=== Given records ===
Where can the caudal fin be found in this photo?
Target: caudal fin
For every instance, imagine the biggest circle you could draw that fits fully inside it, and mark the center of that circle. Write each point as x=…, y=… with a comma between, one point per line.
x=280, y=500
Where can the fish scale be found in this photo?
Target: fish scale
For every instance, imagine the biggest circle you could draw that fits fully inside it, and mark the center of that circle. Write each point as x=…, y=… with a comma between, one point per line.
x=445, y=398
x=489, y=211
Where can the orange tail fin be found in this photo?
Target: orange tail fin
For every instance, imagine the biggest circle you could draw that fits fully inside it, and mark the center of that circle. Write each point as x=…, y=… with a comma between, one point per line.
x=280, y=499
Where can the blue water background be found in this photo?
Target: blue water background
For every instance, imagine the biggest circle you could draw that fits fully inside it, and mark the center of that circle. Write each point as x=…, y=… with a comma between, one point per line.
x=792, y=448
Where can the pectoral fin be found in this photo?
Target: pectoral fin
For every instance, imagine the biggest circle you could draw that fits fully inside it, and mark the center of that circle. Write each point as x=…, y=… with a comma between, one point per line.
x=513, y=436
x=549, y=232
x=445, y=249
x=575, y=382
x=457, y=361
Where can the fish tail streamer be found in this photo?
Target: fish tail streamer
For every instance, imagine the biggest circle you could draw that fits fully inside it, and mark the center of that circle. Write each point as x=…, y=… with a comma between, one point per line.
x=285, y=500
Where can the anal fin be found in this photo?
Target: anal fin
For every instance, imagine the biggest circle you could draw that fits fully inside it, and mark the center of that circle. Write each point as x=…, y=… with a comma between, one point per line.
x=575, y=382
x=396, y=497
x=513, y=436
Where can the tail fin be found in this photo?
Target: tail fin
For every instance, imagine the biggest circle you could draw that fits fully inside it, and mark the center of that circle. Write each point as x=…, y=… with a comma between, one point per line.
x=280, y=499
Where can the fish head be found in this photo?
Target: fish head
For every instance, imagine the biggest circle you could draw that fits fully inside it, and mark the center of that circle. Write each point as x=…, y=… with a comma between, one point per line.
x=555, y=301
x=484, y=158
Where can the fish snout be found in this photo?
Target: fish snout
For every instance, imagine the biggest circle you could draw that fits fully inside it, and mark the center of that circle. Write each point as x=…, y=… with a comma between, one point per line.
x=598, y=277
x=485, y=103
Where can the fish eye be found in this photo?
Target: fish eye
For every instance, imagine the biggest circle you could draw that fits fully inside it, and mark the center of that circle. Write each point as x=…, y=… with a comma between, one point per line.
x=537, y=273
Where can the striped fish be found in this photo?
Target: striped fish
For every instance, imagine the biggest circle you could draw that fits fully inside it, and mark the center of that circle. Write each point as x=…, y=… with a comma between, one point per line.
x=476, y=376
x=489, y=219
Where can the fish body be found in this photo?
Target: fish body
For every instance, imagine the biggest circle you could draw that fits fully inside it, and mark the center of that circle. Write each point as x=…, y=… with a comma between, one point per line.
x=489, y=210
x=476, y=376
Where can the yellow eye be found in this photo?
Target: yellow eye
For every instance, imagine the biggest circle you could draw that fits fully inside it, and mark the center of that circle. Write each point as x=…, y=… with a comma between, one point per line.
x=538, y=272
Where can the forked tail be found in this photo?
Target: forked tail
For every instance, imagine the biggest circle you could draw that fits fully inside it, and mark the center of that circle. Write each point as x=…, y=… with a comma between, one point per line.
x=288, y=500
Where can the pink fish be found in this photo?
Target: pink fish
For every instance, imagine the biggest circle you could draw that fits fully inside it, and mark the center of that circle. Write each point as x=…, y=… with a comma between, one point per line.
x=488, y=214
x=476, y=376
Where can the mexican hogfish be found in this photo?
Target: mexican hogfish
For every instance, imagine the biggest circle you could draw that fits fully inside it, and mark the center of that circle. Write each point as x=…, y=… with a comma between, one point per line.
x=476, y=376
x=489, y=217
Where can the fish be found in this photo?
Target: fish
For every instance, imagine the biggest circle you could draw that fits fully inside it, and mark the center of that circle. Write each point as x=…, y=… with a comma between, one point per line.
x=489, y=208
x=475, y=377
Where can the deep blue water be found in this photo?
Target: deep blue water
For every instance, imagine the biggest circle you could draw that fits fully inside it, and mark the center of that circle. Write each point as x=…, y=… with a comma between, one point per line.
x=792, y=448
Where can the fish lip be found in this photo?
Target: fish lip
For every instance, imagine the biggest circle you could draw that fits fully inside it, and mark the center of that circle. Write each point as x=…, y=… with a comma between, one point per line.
===
> Given problem
Starting at the line that contains "Where can the fish eye" and ending at the line that contains "x=538, y=272", write out only those lines of the material again with "biggest" swapped for "largest" and nothing else changed.

> Response
Where can the fish eye be found in this photo?
Target: fish eye
For every instance, imagine the largest circle you could draw that fits fully inside it, and mark the center of that circle. Write each point as x=…, y=… with a comma between, one point per line.
x=537, y=273
Where can the striped fish be found in this photo?
Target: striped fish
For every instance, imagine the largest circle you could draw that fits fully inside it, and mark the center of that circle. Write each point as x=…, y=… with a comma between, one point per line.
x=476, y=376
x=489, y=219
Where can the fish body be found in this photo?
Target: fish body
For every instance, imagine the largest circle you could draw that fits fully inside it, and mark the center of that circle. Write each point as x=…, y=… with a comma between, one point per line.
x=489, y=210
x=476, y=376
Where can the yellow eye be found in this photo?
Target: yellow eye
For every instance, imagine the largest circle you could draw that fits fully inside it, and mark the center of that circle. Write each point as x=…, y=… with a comma between, one point per line.
x=538, y=272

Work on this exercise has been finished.